(THE INPUT):
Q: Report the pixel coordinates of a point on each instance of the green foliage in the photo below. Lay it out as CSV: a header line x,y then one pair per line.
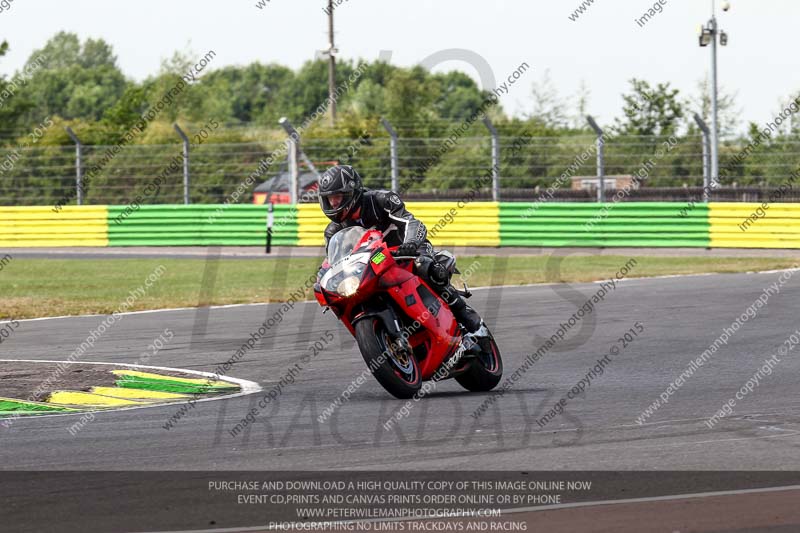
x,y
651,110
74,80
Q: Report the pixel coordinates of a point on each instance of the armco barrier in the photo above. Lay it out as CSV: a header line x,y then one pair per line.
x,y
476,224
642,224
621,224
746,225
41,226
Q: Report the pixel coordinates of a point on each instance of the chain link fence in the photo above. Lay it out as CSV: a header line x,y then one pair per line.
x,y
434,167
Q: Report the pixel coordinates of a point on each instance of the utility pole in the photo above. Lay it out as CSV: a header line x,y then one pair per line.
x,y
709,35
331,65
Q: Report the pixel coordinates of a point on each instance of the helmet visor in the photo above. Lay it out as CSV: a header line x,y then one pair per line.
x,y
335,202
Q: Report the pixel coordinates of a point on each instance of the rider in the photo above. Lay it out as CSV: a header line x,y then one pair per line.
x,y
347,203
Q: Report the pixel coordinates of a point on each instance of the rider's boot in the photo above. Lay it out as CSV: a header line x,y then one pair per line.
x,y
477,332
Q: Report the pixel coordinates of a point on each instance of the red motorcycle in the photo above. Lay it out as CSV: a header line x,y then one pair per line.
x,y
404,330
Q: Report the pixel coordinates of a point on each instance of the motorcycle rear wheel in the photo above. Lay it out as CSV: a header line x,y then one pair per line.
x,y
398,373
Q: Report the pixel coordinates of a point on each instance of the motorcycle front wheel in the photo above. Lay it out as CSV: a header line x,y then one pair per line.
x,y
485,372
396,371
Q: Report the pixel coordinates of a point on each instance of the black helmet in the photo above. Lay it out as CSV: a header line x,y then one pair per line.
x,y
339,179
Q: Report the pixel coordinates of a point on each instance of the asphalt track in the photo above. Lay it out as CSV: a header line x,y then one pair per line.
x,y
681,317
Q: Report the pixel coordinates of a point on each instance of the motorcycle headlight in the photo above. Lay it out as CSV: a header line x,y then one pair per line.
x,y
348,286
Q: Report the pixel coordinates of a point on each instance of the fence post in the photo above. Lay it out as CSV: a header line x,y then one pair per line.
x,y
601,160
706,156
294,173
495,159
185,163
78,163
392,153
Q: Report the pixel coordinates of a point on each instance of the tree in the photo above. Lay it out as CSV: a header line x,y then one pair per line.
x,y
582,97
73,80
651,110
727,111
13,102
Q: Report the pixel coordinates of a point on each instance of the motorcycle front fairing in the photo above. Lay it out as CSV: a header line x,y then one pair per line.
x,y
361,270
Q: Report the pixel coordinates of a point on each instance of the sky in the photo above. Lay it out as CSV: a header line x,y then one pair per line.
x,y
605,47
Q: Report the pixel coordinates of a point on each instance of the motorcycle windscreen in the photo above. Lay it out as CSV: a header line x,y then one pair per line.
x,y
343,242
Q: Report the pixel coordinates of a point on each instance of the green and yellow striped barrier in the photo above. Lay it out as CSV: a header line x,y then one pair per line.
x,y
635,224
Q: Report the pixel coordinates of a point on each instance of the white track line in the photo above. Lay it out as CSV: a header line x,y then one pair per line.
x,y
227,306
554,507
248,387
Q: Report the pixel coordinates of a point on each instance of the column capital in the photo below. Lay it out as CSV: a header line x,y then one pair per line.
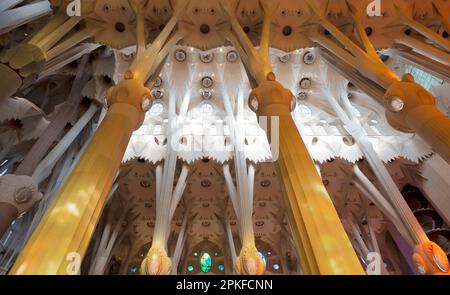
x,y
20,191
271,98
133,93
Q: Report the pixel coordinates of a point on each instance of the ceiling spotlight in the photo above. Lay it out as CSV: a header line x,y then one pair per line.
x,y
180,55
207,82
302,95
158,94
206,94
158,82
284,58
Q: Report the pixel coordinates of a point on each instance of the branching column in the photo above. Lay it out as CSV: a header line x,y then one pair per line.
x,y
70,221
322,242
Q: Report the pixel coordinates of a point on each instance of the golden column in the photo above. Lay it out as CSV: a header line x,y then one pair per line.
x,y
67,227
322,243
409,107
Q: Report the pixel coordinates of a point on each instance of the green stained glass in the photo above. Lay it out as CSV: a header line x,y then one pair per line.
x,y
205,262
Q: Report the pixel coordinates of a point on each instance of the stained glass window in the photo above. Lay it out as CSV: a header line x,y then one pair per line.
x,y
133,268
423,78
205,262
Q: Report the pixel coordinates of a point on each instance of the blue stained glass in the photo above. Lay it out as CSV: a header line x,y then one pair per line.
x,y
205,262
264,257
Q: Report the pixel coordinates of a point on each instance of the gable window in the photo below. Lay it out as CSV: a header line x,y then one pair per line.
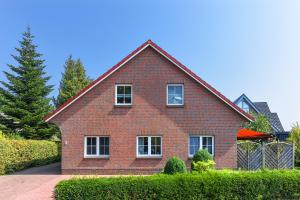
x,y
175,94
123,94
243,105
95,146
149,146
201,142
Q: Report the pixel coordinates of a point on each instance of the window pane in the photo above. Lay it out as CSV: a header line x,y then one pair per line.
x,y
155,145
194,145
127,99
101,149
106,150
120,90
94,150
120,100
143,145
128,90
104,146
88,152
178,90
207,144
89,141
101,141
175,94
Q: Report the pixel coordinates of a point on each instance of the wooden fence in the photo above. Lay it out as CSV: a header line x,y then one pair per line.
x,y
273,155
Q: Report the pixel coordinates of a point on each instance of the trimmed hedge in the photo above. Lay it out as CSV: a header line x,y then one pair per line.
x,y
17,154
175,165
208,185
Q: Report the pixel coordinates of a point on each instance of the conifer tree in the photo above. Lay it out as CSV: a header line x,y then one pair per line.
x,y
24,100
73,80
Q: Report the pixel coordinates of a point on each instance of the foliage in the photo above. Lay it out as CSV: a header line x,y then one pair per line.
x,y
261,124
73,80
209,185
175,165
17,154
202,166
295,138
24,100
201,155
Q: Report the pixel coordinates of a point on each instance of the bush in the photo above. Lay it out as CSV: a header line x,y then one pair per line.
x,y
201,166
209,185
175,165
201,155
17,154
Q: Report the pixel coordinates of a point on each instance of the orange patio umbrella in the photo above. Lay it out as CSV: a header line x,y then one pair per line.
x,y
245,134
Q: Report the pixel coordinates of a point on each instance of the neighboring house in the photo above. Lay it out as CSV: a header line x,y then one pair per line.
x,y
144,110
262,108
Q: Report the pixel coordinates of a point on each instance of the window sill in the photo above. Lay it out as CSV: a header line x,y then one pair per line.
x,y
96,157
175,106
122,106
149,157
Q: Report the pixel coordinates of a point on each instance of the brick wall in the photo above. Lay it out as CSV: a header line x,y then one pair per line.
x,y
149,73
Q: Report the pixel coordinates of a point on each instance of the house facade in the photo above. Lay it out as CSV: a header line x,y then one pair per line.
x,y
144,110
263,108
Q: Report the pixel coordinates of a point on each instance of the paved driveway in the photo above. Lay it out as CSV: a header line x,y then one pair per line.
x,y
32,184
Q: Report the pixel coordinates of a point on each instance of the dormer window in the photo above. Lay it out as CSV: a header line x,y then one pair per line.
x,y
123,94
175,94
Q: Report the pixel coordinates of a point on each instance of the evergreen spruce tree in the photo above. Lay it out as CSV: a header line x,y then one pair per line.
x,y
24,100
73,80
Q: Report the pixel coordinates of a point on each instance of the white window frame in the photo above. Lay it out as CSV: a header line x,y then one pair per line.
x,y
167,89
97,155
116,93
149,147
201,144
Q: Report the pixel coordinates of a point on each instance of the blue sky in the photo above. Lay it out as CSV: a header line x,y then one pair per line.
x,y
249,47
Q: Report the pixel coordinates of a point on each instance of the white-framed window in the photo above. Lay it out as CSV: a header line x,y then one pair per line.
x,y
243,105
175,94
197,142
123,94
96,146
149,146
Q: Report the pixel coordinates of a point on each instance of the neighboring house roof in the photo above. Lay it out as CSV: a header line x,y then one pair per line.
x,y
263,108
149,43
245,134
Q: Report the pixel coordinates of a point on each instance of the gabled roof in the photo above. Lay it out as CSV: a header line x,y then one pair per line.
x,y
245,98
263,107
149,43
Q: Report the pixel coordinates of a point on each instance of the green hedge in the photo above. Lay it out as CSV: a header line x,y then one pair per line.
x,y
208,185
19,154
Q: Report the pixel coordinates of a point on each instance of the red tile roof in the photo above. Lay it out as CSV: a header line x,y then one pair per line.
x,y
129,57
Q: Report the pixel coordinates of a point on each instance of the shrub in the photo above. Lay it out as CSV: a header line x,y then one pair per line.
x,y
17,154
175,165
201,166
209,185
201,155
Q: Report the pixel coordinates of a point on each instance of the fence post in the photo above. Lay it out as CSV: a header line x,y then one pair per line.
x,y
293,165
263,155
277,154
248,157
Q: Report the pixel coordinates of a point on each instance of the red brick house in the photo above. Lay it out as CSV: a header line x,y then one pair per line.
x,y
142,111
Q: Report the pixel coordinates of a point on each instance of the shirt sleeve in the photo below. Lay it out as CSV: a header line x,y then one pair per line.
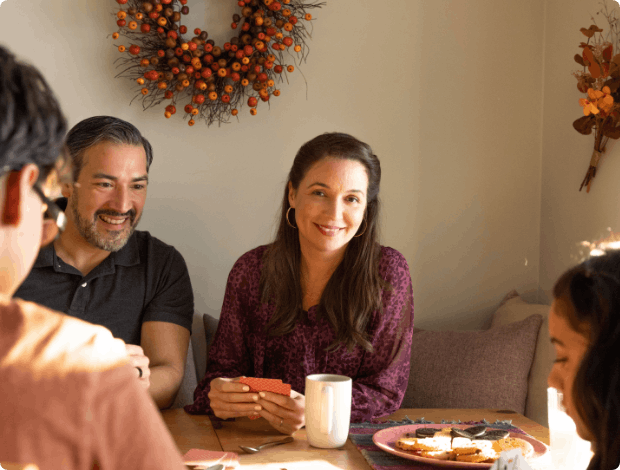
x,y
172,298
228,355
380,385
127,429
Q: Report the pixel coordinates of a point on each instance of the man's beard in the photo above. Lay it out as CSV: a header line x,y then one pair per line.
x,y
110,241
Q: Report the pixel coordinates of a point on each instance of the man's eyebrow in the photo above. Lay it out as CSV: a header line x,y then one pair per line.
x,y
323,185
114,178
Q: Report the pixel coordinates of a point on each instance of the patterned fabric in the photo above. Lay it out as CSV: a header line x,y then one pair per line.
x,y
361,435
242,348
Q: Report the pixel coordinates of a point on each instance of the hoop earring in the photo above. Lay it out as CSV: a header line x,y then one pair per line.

(WHAT IS REQUIRED): Please copy the line holding "the man's eyebrow" and all lines after it to the end of the records, exactly, and nothing else.

(RESPONSE TO THE TASK):
Q: Report the pixel coordinates of a point on each instance of the man's eyebrow in the photo above. Lay it out as CSV: a header line x,y then one pair per line.
x,y
323,185
114,178
Q: Report the pixel coordinates of a point on each instance of the patterned fabric in the photo above. Lay it out as CSV: a header line x,y then one pair per line.
x,y
361,435
242,348
Q: Report the pixel coordinates of a point on each instance of the hoop earring in the photo above. Lay it out as CSV: a header line x,y then one pair per line.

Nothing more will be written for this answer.